═════ Passage provided ═════
But in their most honest moments, even conservatives cannot keep the malice at bay. In passing Florida’s gender-affirming care ban, for example, one of the legislators went on record and referred to trans people as “mutants” and “demons.”
But they’ll dismiss such comments as outliers as they continue to make the nonsensical case that their campaign is about protecting kids and parents’ rights to keep their kids safe from the existential threat of rainbows and pronouns. But that doesn’t make any sense, does it? How can it be about parents’ rights when they’re denying parents the right to make decisions about their trans kids’ health care?
The frenzy with which these laws have been packaged and passed tells a tale of a desperate effort to implement a Christian nationalist agenda through the systematic erasure of trans people from civic society.
We watched this summer as the Supreme Court embarked on its mission to rewrite the equal protection clause of the 14th Amendment so that it protects white people. Racial classifications, irrespective of context, are an anathema to our colorblind Constitution, it seems.
If their mission is successful, then the equal protection clause won’t protect anyone but white people. If the pro-Black amendment—the amendment intended to protect Black people and expanded to protect marginalized people—no longer protects the people it was intended to, it can’t protect trans people. That’s because there’s a difference between equality and equity. Equality demands that we ignore race. Equity demands that we take race into account in context on a case-by-case basis.
And equity would demand that we stop holding up racial discrimination as the lodestar of discrimination, thereby drawing attention away from other equally virulent forms of discrimination. Equity would demand that we dispatch concerns about quasi-suspect classes or suspect classes and look at discrimination against individual groups based on the context of that discrimination and the animus with which that discrimination is implemented. This kind of approach would demand that appellate courts and federal law protect transgender people.
Reva Siegel, a professor at Yale University School of Law has written the following:
It is now commonplace to condemn slavery and segregation—a rhetorical practice presumably intended to bind Americans ever more closely to principles of equality. But repeated condemnation of slavery and segregation may have just the opposite effect. We have demonized subordinating practices of the past to such a degree that condemning such practices may instead function to exonerate practices contested in the present, none of which look so unremittingly ‘evil’ by contrast.
Michael Gentithes, a professor at University of Akron School of Law, elucidates the point:
The equal protection clause should protect against discrimination based upon immutable characteristics regardless of whether any case involving such discrimination has previously been litigated or whether that particular form of discrimination has become prevalent only recently. In other words, the clause should respond to more than history; it must be strong enough to protect against novel forms of discrimination that may arise in the future.
The equal protection clause has to respond to the rabid anti-trans sentiment that has gripped the country and is starting to take hold, as evidenced by the Sixth Circuit’s ruling in July in L.W. v. Skrmetti that upheld Tennessee’s gender-affirming care ban. The ruling provides the precise legal arguments the Supreme Court could hang its proverbial hat on to uphold a gender-affirming care ban next term because, as Ian Millhiser wrote for Vox, the author of the opinion, Judge Jeffrey Sutton, isn’t an extremist; he’s a Republican’s Republican.
═════ Data listing ═════
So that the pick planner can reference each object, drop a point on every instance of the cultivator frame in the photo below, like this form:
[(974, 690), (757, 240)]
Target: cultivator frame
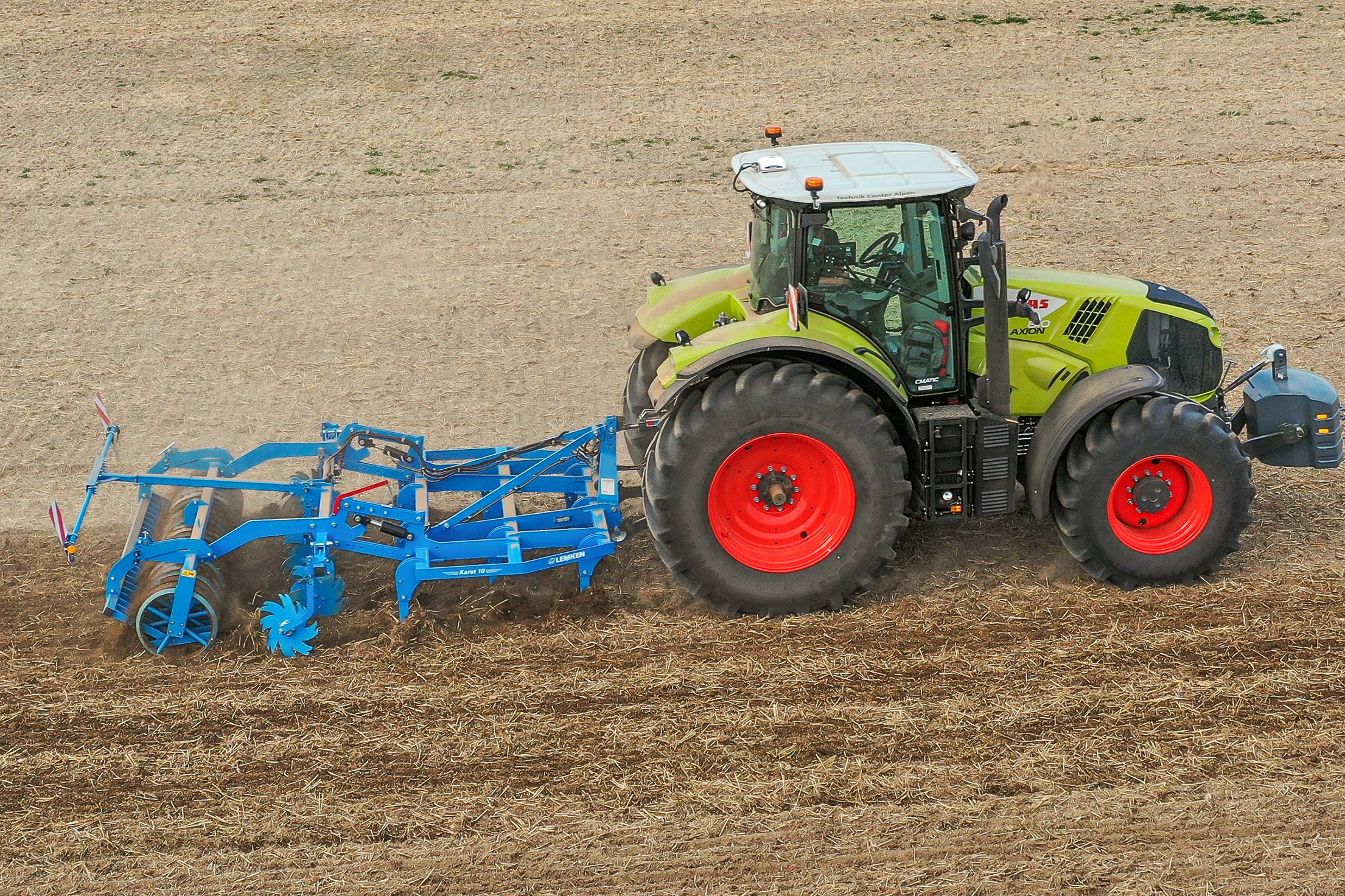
[(487, 539)]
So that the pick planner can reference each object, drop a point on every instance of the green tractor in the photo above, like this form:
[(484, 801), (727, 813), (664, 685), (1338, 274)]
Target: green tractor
[(876, 362)]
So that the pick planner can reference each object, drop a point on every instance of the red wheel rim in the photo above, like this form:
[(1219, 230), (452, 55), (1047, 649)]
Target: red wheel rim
[(782, 502), (1161, 505)]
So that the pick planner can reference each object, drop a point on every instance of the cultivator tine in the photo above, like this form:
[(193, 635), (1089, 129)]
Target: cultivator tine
[(58, 522), (103, 410)]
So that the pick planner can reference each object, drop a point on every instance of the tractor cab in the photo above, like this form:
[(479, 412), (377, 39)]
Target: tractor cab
[(876, 361), (864, 231)]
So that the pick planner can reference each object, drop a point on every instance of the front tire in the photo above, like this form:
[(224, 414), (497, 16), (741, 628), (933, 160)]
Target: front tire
[(777, 490), (1155, 493)]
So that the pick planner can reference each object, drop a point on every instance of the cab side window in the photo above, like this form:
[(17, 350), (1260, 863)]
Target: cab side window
[(882, 271)]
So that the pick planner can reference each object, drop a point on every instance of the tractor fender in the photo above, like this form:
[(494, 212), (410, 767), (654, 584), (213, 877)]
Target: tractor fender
[(1071, 412), (795, 349)]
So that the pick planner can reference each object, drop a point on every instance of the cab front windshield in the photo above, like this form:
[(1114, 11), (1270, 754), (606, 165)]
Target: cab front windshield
[(882, 270), (769, 260)]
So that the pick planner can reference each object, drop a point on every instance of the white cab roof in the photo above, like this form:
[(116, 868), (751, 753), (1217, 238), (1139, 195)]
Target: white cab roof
[(854, 171)]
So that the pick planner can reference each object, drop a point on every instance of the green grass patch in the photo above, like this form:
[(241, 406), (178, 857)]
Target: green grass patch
[(1232, 15), (981, 18)]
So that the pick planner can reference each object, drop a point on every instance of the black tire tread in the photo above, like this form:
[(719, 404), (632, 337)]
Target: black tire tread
[(722, 399), (1102, 436)]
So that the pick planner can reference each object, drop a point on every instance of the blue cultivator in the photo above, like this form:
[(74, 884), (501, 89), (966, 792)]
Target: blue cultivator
[(169, 583)]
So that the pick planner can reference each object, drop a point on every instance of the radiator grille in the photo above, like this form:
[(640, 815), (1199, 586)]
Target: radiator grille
[(994, 502), (993, 436), (994, 469), (1087, 319)]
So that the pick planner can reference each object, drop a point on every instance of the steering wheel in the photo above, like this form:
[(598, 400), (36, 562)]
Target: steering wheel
[(893, 275), (880, 251)]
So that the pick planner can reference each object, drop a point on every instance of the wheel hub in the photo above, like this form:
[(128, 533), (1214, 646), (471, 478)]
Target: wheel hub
[(775, 489), (1151, 494), (782, 502), (1160, 503)]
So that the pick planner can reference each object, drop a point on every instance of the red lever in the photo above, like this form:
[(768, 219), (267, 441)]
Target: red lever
[(357, 491)]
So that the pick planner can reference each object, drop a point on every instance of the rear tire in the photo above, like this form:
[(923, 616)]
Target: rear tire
[(808, 439), (637, 397), (1153, 493)]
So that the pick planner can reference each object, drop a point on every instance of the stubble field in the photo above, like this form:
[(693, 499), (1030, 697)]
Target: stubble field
[(240, 220)]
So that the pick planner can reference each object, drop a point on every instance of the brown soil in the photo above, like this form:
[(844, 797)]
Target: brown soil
[(236, 221)]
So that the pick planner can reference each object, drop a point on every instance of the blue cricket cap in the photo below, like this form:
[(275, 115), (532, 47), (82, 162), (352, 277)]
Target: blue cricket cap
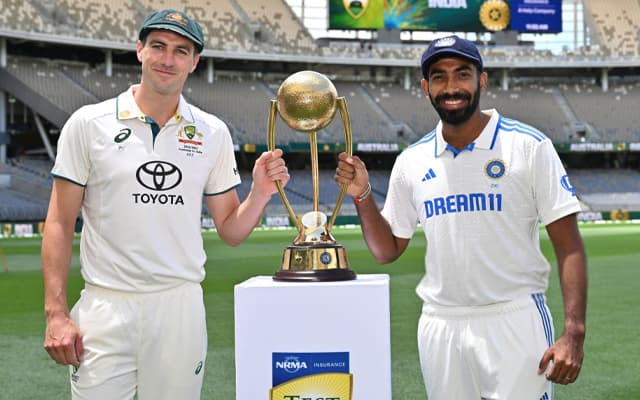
[(450, 46)]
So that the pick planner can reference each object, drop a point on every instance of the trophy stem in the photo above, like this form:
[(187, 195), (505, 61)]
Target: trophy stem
[(314, 170), (348, 144), (271, 144)]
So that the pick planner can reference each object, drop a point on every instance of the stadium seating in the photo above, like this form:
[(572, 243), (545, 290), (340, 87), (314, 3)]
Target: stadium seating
[(381, 109), (617, 23)]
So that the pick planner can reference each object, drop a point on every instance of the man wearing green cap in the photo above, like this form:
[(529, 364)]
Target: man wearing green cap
[(137, 167)]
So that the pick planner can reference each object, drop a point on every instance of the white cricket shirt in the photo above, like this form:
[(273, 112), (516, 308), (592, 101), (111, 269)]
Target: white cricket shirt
[(480, 210), (143, 196)]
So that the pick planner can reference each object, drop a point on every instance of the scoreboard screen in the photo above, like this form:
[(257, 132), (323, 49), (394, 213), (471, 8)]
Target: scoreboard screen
[(447, 15)]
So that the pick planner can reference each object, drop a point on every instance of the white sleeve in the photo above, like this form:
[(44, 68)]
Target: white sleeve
[(554, 194), (399, 208), (73, 160)]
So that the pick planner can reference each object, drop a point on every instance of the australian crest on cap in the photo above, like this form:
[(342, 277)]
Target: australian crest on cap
[(445, 42), (177, 18)]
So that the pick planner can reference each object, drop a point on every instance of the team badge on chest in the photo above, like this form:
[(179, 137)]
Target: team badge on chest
[(495, 169), (190, 140)]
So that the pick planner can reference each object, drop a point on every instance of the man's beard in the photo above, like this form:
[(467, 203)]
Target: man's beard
[(459, 116)]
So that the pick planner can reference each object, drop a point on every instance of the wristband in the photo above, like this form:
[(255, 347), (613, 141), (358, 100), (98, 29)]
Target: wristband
[(364, 195)]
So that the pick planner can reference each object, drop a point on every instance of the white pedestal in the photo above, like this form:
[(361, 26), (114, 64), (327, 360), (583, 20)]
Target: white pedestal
[(313, 317)]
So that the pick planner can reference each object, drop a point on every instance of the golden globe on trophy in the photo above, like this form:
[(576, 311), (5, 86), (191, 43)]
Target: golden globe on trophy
[(307, 102)]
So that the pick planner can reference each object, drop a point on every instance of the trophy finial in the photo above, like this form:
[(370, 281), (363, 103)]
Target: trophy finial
[(307, 101)]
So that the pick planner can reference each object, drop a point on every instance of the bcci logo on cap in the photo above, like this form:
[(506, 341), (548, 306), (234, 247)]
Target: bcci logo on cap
[(355, 8), (445, 42)]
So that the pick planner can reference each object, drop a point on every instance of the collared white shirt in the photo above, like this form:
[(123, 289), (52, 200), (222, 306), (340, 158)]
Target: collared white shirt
[(143, 192), (480, 208)]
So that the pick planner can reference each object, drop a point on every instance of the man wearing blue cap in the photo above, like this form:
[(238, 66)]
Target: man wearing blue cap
[(137, 167), (478, 184)]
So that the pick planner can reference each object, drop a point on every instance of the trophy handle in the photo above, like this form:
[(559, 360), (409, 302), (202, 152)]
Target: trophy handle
[(271, 144), (344, 114)]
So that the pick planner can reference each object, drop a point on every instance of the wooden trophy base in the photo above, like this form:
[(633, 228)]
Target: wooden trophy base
[(314, 263)]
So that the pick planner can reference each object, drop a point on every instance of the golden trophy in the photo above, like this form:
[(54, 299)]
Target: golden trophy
[(307, 101)]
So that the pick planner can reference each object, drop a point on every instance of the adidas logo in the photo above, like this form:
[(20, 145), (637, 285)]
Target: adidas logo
[(429, 175)]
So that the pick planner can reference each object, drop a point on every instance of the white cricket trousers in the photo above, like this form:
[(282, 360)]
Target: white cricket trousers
[(152, 345), (486, 352)]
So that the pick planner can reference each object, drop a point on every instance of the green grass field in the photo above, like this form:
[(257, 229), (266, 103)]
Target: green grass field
[(611, 367)]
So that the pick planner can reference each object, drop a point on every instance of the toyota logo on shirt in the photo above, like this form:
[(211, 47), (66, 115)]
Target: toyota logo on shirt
[(158, 175)]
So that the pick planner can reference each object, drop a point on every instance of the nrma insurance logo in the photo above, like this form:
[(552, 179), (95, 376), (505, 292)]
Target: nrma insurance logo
[(311, 376)]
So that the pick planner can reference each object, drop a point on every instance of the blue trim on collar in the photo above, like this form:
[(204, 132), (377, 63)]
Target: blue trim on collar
[(495, 134), (457, 152)]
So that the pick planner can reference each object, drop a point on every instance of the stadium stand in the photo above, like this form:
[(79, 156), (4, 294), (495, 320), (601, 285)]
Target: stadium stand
[(613, 114), (252, 45), (617, 23)]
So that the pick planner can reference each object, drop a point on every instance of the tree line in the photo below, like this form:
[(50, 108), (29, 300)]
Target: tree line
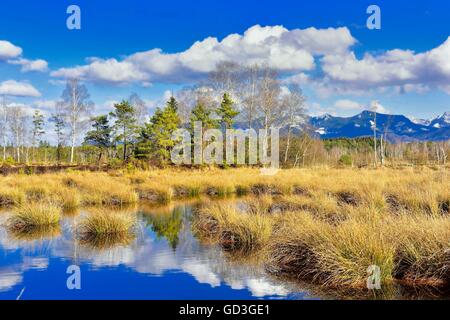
[(233, 96)]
═════
Set exercise - In the piece on trans rights and equal protection, copy the part from "But in their" to "from civic society.", swapping in "lawmakers" for "legislators".

Exercise solution -
But in their most honest moments, even conservatives cannot keep the malice at bay. In passing Florida’s gender-affirming care ban, for example, one of the lawmakers went on record and referred to trans people as “mutants” and “demons.”
But they’ll dismiss such comments as outliers as they continue to make the nonsensical case that their campaign is about protecting kids and parents’ rights to keep their kids safe from the existential threat of rainbows and pronouns. But that doesn’t make any sense, does it? How can it be about parents’ rights when they’re denying parents the right to make decisions about their trans kids’ health care?
The frenzy with which these laws have been packaged and passed tells a tale of a desperate effort to implement a Christian nationalist agenda through the systematic erasure of trans people from civic society.